OBJECTIVE> Copy the data below exactly.

* Start PROVIDED MATERIAL *

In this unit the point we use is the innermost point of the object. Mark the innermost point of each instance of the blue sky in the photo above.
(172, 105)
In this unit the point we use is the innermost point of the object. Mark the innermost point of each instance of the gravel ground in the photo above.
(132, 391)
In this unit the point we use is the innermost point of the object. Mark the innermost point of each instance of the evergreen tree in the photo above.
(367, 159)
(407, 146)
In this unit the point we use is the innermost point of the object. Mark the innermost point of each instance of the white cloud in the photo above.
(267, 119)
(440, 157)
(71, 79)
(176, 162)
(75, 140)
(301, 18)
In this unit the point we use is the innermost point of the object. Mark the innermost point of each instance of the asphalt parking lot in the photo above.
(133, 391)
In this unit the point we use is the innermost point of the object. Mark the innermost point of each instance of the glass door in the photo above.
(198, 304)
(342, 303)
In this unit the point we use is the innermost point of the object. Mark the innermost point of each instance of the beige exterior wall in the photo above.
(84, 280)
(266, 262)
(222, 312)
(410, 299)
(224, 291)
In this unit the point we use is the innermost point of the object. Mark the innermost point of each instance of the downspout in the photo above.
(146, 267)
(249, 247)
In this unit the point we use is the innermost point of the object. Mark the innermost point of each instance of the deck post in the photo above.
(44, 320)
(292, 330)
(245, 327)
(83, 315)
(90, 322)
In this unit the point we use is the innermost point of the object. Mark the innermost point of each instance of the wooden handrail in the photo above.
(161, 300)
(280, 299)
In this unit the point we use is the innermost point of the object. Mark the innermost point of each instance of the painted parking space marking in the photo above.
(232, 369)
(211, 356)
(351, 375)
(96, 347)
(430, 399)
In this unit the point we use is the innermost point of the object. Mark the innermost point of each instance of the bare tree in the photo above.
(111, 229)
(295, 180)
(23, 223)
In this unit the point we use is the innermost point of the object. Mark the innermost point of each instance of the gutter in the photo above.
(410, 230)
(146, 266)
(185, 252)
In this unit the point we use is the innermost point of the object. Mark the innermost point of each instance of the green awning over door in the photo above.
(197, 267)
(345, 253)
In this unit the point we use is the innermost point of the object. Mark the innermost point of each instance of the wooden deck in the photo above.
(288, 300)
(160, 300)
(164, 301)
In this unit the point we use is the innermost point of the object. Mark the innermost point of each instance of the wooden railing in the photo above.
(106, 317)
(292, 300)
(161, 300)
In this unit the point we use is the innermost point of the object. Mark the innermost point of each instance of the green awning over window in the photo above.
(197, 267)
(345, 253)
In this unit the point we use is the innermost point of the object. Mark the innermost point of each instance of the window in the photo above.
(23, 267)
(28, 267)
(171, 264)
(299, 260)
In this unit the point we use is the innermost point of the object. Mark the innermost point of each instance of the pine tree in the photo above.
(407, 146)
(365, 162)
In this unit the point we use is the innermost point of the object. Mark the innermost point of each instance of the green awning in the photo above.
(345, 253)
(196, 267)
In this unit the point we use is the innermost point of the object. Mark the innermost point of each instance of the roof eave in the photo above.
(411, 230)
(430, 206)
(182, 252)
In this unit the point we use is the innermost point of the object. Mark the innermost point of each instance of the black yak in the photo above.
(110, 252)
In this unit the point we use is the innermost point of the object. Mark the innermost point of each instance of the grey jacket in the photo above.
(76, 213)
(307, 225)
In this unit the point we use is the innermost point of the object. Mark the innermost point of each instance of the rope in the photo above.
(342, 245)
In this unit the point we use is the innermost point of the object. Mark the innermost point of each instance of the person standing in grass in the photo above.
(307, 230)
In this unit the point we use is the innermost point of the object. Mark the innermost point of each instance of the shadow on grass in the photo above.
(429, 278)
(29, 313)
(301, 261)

* End PROVIDED MATERIAL *

OUTPUT>
In this unit the point we use is the innermost point of the object. Mark the innermost point of each instance of the blue sky in the photo above.
(172, 105)
In this unit the point we use is the innermost point of the object. Mark the innermost point of each instance of the gravel ground in the photo above.
(132, 391)
In this unit the point we use is the innermost point of the object. Mark the innermost point of each instance of the evergreen tree in the photo above.
(367, 159)
(407, 146)
In this unit the point we use is the innermost point of the object. Mark the innermost point of each instance of the white cloud in the photo above.
(267, 119)
(440, 157)
(71, 79)
(176, 162)
(75, 140)
(301, 18)
In this unit the point we use is the innermost point of the object. Mark the innermost point of each instance of the asphalt parking lot in the photo above.
(133, 391)
In this unit the point we use is the innermost point of the object. Mark the innermost point of each instance of the glass door in the photo above.
(198, 304)
(342, 303)
In this unit the point we use is the innermost point of the object. Mark the innermost point of each instance of the beige exterior wall in the photo above.
(84, 280)
(266, 262)
(222, 312)
(410, 299)
(224, 291)
In this unit the point we use is the innermost point of the object. Mark the innermost point of each instance of the downspout in the photo above.
(146, 267)
(249, 247)
In this unit the point we use is the innermost point of the object. Mark the innermost point of each instance of the deck post in the photo above.
(44, 320)
(292, 330)
(245, 327)
(83, 315)
(90, 322)
In this unit the point we use is the innermost point of the object. Mark the innermost point of each instance of the wooden handrail in the photo above.
(161, 300)
(280, 299)
In this unit the point we use is the innermost point of the object. Mark the innermost point of each instance of the painted parking space marking in the photo above.
(232, 369)
(211, 356)
(351, 375)
(96, 347)
(430, 399)
In this unit the point we use is the innermost point of the object. Mark the innermost point of each instance of the bare tree in the photo above.
(111, 229)
(295, 180)
(23, 223)
In this unit the point we use is the innermost point of the object. Mark the innermost point of each instance of the gutter in the photo above.
(410, 230)
(146, 266)
(185, 252)
In this unit the point we use is the innermost point of the object. Mark the innermost point of each instance of the green awning over door in the photo above.
(197, 267)
(345, 253)
In this unit the point we use is the innermost point of the object. Mark the innermost point of each instance of the wooden deck in the photo above.
(288, 300)
(160, 300)
(164, 301)
In this unit the point we use is the innermost point of the object. Mark the innermost point of each instance of the wooden railing in the photo above.
(106, 317)
(292, 300)
(161, 300)
In this unit the point we use is the innermost point of the object. Mark the innermost point of each instance of the green awning over window in the photo above.
(197, 267)
(345, 253)
In this unit the point we use is the innermost point of the object. Mark the innermost point of each instance of the window in the photo above.
(23, 267)
(28, 267)
(171, 264)
(299, 260)
In this unit the point we use is the innermost point of the object. Mark the innermost point of each instance of the pine tree in the photo above.
(407, 146)
(365, 162)
In this unit the point we use is the innermost point of the object. Mark the innermost point of each instance of the green awning in the photo above.
(345, 253)
(196, 267)
In this unit the point we use is the innermost point of the object. Mark the innermost point of each instance of the roof eave in the photo above.
(411, 230)
(430, 206)
(182, 252)
In this unit the point we use is the innermost point of the object. Mark the innermost point of each instance of the black yak in the photo above.
(110, 252)
In this unit the point we use is the innermost point of the object. Mark the innermost point of each instance of the grey jacket in the photo above.
(76, 213)
(307, 225)
In this unit the point we use is the innermost point of the object. Mark the innermost point of each instance of the rope in the photo above.
(342, 245)
In this unit the point we use is the innermost point of the object. Mark the innermost point of each instance of the person standing in grass in the photo above.
(307, 230)
In this unit the point we use is the innermost point of the object. Mark the innermost point of each instance of the shadow on grass in the photo above.
(429, 278)
(29, 313)
(301, 261)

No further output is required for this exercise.